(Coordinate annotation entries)
BEGIN

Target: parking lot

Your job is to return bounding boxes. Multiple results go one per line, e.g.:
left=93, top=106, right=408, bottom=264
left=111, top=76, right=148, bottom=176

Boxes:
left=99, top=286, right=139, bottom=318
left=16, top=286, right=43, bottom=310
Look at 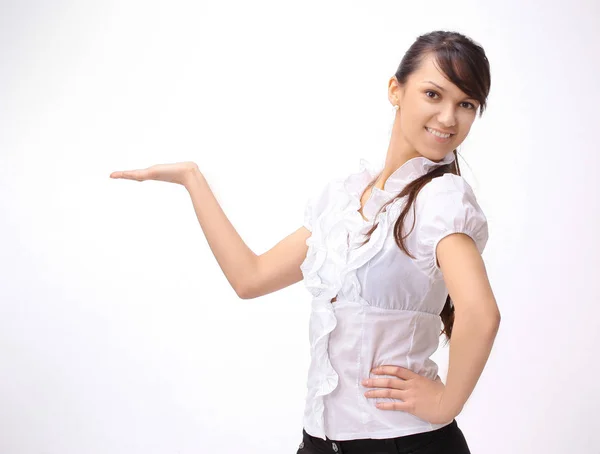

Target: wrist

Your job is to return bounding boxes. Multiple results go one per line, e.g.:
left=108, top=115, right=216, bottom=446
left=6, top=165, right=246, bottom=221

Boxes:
left=182, top=163, right=204, bottom=190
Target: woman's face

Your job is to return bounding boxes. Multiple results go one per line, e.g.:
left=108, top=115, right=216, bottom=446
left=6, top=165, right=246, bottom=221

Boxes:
left=388, top=55, right=479, bottom=161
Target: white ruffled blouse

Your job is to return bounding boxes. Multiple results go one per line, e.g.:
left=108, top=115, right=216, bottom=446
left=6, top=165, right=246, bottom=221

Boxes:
left=301, top=153, right=488, bottom=440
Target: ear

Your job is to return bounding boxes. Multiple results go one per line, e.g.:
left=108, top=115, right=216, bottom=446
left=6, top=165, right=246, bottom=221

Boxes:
left=388, top=76, right=404, bottom=107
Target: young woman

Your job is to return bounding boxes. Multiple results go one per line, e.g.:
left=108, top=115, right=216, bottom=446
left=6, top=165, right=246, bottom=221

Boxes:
left=111, top=31, right=500, bottom=454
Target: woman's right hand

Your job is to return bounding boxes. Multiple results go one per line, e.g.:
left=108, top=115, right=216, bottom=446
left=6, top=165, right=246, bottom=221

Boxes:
left=110, top=161, right=200, bottom=186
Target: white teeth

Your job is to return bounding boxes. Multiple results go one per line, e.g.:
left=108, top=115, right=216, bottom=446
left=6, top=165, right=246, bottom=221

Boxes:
left=427, top=128, right=451, bottom=139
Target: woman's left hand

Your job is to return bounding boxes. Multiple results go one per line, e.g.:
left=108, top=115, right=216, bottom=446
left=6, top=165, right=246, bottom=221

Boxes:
left=362, top=366, right=458, bottom=424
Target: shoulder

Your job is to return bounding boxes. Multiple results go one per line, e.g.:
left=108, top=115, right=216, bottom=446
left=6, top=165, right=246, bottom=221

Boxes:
left=416, top=173, right=488, bottom=252
left=419, top=173, right=475, bottom=199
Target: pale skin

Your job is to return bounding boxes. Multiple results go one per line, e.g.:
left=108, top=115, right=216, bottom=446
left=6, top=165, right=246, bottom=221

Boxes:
left=110, top=52, right=500, bottom=424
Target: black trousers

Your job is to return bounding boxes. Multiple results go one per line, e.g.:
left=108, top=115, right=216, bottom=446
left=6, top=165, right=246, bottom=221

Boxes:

END

• [GOAL] Rewrite everything from the start of these lines down through the line containing "left=301, top=153, right=488, bottom=440", both ends included, requests and all, moving each coordinate in the answers by adding 114 to it. Leave the pictures out of your answer.

• [WRITTEN REPLY]
Target: parking lot

Your job is to return bounding boxes. Multiple results go one per line, e.g.:
left=93, top=106, right=408, bottom=264
left=111, top=76, right=148, bottom=176

Boxes:
left=213, top=400, right=253, bottom=432
left=130, top=400, right=157, bottom=424
Look at 

Target: wrist

Your job is to return bounding boxes. Multiple results go one per line, e.g.:
left=108, top=115, right=216, bottom=446
left=6, top=165, right=246, bottom=221

Boxes:
left=296, top=277, right=318, bottom=304
Target: woman's face

Your job is to return bounding boxes. Multiple results go one per line, e.g.:
left=108, top=115, right=216, bottom=446
left=6, top=165, right=246, bottom=221

Boxes:
left=502, top=169, right=593, bottom=275
Target: white ruffled blouse

Your job is to return bounding boxes. Multiple results go one per line, e.g.:
left=108, top=115, right=216, bottom=446
left=6, top=165, right=246, bottom=221

Boxes:
left=415, top=267, right=602, bottom=554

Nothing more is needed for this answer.